◆ Your instructions ◆
The records that follow are to be transcribed exactly.

** Opening Data section block **

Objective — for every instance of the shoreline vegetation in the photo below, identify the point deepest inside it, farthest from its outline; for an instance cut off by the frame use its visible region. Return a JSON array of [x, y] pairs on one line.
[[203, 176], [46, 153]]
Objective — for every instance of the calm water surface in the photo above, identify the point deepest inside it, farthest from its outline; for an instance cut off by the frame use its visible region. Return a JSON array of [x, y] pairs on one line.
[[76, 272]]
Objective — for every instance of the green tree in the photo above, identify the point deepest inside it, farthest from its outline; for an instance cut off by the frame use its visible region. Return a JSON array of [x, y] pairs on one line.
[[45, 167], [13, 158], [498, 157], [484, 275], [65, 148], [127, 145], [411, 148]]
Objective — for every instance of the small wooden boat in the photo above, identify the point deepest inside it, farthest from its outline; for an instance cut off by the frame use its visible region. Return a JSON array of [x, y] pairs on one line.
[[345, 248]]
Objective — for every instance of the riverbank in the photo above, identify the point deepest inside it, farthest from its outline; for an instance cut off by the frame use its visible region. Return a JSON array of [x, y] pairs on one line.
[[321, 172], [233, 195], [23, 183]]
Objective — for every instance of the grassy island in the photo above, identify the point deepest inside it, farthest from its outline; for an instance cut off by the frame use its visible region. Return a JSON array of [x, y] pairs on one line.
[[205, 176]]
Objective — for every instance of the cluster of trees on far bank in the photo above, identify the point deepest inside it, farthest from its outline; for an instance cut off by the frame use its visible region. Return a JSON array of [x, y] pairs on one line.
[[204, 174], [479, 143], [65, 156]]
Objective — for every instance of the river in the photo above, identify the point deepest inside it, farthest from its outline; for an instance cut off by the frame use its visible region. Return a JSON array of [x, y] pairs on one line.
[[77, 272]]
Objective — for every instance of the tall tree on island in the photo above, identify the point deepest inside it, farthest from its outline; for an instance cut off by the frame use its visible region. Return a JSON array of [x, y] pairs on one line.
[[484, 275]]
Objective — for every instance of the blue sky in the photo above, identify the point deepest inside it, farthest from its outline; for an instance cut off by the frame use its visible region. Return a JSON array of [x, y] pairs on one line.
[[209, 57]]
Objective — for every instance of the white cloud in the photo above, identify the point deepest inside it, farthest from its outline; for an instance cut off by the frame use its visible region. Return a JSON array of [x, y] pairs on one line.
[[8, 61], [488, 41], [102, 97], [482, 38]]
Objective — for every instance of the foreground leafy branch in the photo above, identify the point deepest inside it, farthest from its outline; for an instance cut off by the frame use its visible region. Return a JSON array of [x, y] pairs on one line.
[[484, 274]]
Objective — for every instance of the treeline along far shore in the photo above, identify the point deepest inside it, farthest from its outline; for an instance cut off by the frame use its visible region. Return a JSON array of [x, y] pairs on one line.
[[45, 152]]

** Closing Data section block **

◆ Your solution ◆
Objective — for every instance of the shoreline vegetation in the photo below, identify the point deepest inside it, farthest from its outline; for an instance cut off by the frame use its visible region. Return a JSON array of [x, y] pairs on one line.
[[203, 176], [46, 153]]
Objective — for every instance of the calm water surface in the photo above, identify the point deepest inside it, farthest from its outline; for an instance cut off by the frame use its visible region. Return a JSON array of [x, y] pairs on one line.
[[76, 272]]
Objective — for every instance of the green tree in the photo above, identify the point deepest inside it, farthest from its outline; for an instance cut off by the frame use its visible region. Return a JSON array of [x, y] pairs on one line.
[[45, 167], [13, 158], [498, 157], [484, 275], [65, 148], [127, 145], [411, 148]]
Objective — for every instance of the small wooden boat in the photo above, identify the point deepest inside it, farthest from its outline; for an instance cut off by the frame use its visible region. Return a JSON array of [x, y] pairs on one line.
[[345, 248]]
Objective — for every instance of the riverbank in the photo above, identify the point deepest inside it, farthest from its outline; for an instance cut off by the frame use its visible region. Return a JSON array of [x, y] pairs on one line.
[[321, 172], [233, 195], [23, 183]]
Objective — for every instance of the grassy island in the photo above, identify the point deepest inside it, farthest from its outline; for an instance cut off by the frame use its visible region. Return a JSON array of [x, y] pairs on one line.
[[205, 176]]
Objective — for every instance of the cluster of trees on far bank in the photo above, identify the point deepest inside it, farthest from its outline; for an instance cut off by the frame use its visible region. Return a JSON array of [x, y] pairs on one line.
[[204, 174], [479, 143], [65, 156]]
Objective — for every instance of the river in the photo above, identify the point deepest inside it, farthest from its outline; for an instance cut off by the frame use its visible region. Return a JSON array of [x, y] pairs on one line.
[[77, 272]]
Objective — for every instance of the tall tree on island in the photo above, identify the point deepest inside it, farthest from its outline; for an instance cut off by the frame use its visible region. Return a JSON array of [x, y] pairs on one line.
[[484, 275]]
Objective — for every instance of the blue sky in the photo above, identify the point deepest inside it, farthest from its outline; for an instance cut off by the frame use its visible region. Return a JSON array of [x, y] pairs on one line.
[[209, 57]]
Objective — for every instance of the white cloud in the photo above, identify the point deepest inside it, farthest from its outline; for an instance cut off by the frame use its visible region. Return a JSON array of [x, y] pairs on one line.
[[8, 61], [488, 41], [102, 97], [482, 38]]
Objective — for every instance of the foreground leafy branch in the photo above, identify the point deepest inside it, farthest from its outline; for an instance cut off by the frame use its visible region. Return a JSON array of [x, y] pairs on one line.
[[484, 274]]
Objective — for every instance of the treeline along far shore in the photo above, identify the point deepest inside it, farthest from its outline; for an instance cut off by the frame use its visible region. Return a JSON array of [x, y] pairs on one line.
[[45, 152]]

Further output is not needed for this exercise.